**Records from a data collection:**
★ ★ ★ ★ ★ ★ ★

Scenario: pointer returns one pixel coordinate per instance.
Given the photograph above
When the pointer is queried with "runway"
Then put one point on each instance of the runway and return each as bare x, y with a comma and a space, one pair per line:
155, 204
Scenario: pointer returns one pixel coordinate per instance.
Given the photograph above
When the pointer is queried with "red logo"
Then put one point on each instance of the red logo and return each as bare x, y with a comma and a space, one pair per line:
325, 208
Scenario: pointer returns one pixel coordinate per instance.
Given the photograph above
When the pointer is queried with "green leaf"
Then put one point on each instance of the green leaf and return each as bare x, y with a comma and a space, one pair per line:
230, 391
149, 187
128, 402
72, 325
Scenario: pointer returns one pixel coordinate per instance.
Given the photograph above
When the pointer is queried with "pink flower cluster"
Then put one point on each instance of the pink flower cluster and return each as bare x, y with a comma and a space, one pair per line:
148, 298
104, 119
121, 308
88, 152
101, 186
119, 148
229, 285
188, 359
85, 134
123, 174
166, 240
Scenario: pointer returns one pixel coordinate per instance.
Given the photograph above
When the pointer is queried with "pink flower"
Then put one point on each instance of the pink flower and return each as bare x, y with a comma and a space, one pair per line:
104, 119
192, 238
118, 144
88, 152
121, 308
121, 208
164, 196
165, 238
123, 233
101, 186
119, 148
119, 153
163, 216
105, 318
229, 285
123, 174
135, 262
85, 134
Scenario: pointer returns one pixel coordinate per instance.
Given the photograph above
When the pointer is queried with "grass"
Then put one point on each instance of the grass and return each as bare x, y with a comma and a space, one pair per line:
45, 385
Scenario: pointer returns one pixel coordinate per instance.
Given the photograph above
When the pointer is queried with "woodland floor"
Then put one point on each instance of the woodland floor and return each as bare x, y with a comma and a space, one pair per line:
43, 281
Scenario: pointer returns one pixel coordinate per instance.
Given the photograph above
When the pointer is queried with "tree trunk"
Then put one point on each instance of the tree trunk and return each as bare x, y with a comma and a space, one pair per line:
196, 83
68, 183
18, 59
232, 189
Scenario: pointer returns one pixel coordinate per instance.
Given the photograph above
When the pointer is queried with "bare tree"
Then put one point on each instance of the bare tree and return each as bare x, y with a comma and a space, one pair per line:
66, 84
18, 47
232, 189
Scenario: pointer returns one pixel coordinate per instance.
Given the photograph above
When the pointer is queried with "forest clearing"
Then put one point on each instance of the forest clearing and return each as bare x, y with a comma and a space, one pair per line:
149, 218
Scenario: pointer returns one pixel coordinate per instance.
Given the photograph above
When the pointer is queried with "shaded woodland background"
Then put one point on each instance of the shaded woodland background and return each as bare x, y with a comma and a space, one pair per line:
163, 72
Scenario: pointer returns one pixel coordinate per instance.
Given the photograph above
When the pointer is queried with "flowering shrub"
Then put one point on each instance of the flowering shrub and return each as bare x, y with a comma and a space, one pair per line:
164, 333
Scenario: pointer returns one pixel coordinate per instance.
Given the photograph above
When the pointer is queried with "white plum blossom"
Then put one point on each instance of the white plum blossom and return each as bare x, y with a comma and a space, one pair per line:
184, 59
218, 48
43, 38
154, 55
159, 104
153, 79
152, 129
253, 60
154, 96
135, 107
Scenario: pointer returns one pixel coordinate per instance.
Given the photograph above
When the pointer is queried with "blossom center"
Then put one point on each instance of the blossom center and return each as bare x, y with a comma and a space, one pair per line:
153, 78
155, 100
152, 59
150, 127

★ ★ ★ ★ ★ ★ ★

**TASK DIRECTIONS:** Reproduce the material verbatim, line by line.

**EXERCISE OUTPUT:**
Scenario: pointer returns one pixel coordinate per instance.
Given the photograph above
When the pointer is queried with "runway"
Then put one point on each instance of the runway and return each as bare x, y with a comma and a space, one pair per line:
155, 204
Scenario: pointer returns one pixel coordinate per instance.
Given the photograph above
When the pointer is queried with "red logo"
Then put one point on each instance of the red logo and return each as bare x, y with a comma and a space, one pair per line:
325, 208
Scenario: pointer returns one pixel coordinate per instance.
Given the photograph above
When the pointer is queried with "green leaf"
Then put one point on each instance of the green leaf and return each as bare x, y with a comma and a space, one pair per line:
230, 391
149, 187
128, 402
72, 325
Scenario: pointer returns one pixel coordinate per instance.
Given the photograph above
When the pointer is queried with "pink flower cluster"
Then put one point on each instance of the pink flower cluster and return each as bare x, y with a comma and a space, one pair per line:
148, 298
104, 119
121, 308
88, 152
101, 186
119, 148
229, 285
188, 359
85, 134
123, 174
166, 240
Scenario: pointer returns one pixel coordinate per instance.
Given the photograph above
When the pointer is queried with "pink flower"
Then put one point on each instance of the pink flower and return each as bare x, y with a comma and a space, one pair per line:
104, 119
192, 238
118, 144
88, 152
121, 308
121, 208
164, 196
165, 238
123, 233
101, 186
119, 148
119, 153
163, 216
105, 318
229, 285
123, 174
135, 262
85, 134
Scenario: pointer returns one pixel coordinate per instance.
Given the photograph above
When the pointer is queried with "grass"
Then put one point on each instance of the grass and return each as bare x, y with a comma and a space, one pair per line:
45, 385
Scenario: pointer returns one pixel coordinate per instance.
Given the photograph above
When the pointer is queried with "woodland floor"
Then put one point on each instance of the woodland floor and return each as bare x, y with a comma and a space, one pair per line:
43, 281
Scenario: pointer returns one pixel coordinate per instance.
Given the photograph above
When the pointer is queried with "tree trunk"
Then put one point on each instance of the tree trunk and return each as bare x, y with a comma and a space, one pair per line:
196, 83
68, 183
18, 59
232, 189
Scenario: pointer returns one pixel coordinate per instance.
Given the photograph above
When the pointer is queried with "bare tree"
Then put one point on each instance of the bare tree and return each as bare x, y with a comma and a space, one pair per line:
66, 84
18, 47
232, 189
Scenario: pointer returns one pixel coordinate per instance.
Given the photograph above
When the pointer is queried with "forest clearing"
Then put one point on each instance of the forest clearing and return each as bare x, y with a comma and a space, one pair per line:
149, 218
Scenario: pointer returns one pixel coordinate per instance.
Given the photograph above
When the pointer is queried with "shaded woodland background"
Then put one point on each instance of the shaded woodland background and return each as bare x, y with a comma and a space, one pair per line:
163, 72
Scenario: pointer returns one pixel coordinate per instance.
Given the photograph above
When the pointer is queried with "flowering shrub"
Then put one point on each instance of the flowering shrub and return each as bare x, y with a comma and a space, one pair per line:
164, 333
Scenario: pointer returns one pixel coordinate per instance.
Given the photograph above
When the pointer is queried with "white plum blossom"
Then put one point on each instance of the white plum blossom and return each as bare x, y with a comma and a space, one pair per line:
184, 59
218, 48
43, 38
154, 55
159, 104
153, 79
152, 129
253, 60
154, 96
135, 107
Scenario: pointer returns one pixel coordinate per instance.
Given the photograph above
When the pointer is queried with "blossom center"
Then put one point on each instance of the blossom center and return each as bare x, y with a comma and a space, one pair per line:
153, 78
155, 100
152, 59
150, 127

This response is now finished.